Trecho citado:
29 de novembro de 2012

Feita de Fumaça e Osso [Resenha #087]

Feita de Fumaça e Osso

 

Sinopse: Pelos quatro cantos da Terra, marcas de mãos negras aparecem nas portas das casas, gravadas a fogo por seres alados que surgem de uma fenda no céu.Em uma loja sombria e empoeirada, o estoque de dentes de um demônio está perigosamente baixo. E, nas tumultuadas ruas de Praga, uma jovem estudante de arte está prestes a se envolver em uma guerra de outro mundo.O nome dela é Karou. Seus cadernos de desenho são repletos de monstros que podem ou não ser reais; ela desaparece e ressurge do nada, despachada em enigmáticas missões; fala diversas línguas, nem todas humanas, e seu cabelo azul nasce exatamente dessa cor. Quem ela é de verdade? A pergunta a persegue, e o caminho até a resposta começa no olhar abrasador de um completo estranho. Um romance moderno e arrebatador, em que batalhas épicas e um amor proibido unem-se na esperança de um mundo refeito

Meu primeiro contato com “Feita de Fumaça e Osso” foi um tanto quanto frio. Acreditei que era mais um livro com seres fantásticos, uma história de amor, e os muitos clichés que estão sempre presentes nestes livros. Mas Laini Taylor é uma mulher que sabe das coisas, inverteu a ordem dos fatores, mostra ao seu leitor que o lado feio é o bom e me ganhou paraseu time, sem eu ter que pensar duas vezes.

Tarefas a realizar:
a. Segundo a resenha de Feita de Fumaça e Osso, de que cor é o cabelo de Karou?
b. Dê continuidade à resenha de Feita de Fumaça e Osso a partir do ponto em que ela termina.
As entradas não têm nenhuma relação com a resenha.

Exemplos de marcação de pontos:
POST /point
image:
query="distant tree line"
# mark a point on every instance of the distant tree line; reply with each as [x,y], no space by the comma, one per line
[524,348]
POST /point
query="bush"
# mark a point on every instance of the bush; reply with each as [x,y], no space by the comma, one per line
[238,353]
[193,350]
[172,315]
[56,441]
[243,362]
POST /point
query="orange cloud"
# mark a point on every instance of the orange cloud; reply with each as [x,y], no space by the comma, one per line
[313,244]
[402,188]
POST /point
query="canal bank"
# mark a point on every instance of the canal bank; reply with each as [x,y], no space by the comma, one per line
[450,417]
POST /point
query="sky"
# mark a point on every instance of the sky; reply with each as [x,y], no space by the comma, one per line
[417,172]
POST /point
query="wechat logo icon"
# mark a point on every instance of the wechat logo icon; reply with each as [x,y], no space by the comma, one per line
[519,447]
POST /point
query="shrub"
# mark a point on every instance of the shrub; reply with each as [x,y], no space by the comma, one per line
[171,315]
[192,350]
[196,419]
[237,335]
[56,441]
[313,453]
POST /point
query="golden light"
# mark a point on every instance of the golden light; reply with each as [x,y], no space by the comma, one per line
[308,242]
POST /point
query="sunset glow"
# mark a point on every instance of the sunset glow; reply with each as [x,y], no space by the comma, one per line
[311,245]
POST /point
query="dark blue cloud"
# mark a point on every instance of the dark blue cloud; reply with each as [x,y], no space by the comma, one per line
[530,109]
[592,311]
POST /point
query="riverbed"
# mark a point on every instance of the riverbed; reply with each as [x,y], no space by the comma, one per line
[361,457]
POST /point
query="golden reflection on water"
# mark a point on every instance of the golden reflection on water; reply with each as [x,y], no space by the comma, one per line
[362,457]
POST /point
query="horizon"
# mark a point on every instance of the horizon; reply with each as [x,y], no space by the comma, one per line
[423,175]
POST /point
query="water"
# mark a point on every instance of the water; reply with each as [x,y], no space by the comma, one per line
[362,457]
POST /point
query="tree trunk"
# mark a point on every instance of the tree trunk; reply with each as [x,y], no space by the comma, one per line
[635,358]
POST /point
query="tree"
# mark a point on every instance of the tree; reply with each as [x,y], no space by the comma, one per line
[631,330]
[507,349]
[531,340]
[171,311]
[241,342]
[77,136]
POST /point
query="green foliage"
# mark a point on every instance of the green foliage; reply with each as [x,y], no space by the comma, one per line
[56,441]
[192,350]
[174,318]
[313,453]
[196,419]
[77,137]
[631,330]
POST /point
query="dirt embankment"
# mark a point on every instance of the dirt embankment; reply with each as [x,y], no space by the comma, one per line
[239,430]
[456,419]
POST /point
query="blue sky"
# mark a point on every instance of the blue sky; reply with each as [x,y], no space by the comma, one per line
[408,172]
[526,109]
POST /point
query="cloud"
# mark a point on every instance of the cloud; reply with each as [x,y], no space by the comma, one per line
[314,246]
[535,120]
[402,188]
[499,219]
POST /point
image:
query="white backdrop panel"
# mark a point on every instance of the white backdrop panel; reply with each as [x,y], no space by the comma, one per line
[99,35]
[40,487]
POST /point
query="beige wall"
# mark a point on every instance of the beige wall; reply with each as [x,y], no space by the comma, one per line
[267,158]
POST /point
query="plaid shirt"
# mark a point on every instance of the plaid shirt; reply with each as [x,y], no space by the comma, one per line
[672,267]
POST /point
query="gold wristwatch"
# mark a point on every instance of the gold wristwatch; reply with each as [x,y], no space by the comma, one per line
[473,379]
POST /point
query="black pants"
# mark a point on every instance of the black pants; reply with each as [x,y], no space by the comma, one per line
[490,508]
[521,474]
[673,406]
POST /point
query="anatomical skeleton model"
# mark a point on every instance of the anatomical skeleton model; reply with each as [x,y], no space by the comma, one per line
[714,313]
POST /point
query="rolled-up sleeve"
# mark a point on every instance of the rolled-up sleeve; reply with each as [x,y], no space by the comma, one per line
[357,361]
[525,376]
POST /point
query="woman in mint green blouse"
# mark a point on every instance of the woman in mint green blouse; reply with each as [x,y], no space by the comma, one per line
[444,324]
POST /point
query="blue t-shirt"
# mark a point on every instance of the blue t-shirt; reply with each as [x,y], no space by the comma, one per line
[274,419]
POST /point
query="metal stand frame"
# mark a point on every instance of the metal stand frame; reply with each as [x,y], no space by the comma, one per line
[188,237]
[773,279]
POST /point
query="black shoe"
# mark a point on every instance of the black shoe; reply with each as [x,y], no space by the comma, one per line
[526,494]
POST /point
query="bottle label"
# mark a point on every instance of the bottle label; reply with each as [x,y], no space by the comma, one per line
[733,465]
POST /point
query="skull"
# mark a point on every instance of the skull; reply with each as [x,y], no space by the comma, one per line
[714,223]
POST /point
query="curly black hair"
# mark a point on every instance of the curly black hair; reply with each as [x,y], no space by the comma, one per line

Respostas por tarefa:
a. Azul, e ele já nasce dessa cor.

b.
Karou é uma garota dona de cabelos azuis e diversas tatuagens pelo corpo que estuda Arte em Praga.  Como toda garota, tenta levar uma vida normal, estudando, saindo com sua melhor amiga enquanto tenta se recuperar de uma desilusão amorosa e se livrar de um ex-namorado chato que, apesar de tê-la traído, não a deixa em paz. Mas o quanto se pode ser normal quando você foi criado por feras e trafega mundo afora por portais mágicos recolhendo dentes para um mercador misterioso que, quando você era criança, te embalava no colo?

Brimstone, o tal mercador, tem uma loja em uma espécie de mundo paralelo, onde recebe “fornecedores” de todos os cantos do planeta que lhes traz um tipo estranho de mercadoria: dentes. Mesmo tendo sido criada neste ambiente, Karou não entende a utilidade destes dentes que enchem diversos potes e prateleiras, de todas as espécies possíveis, inclusive humanos.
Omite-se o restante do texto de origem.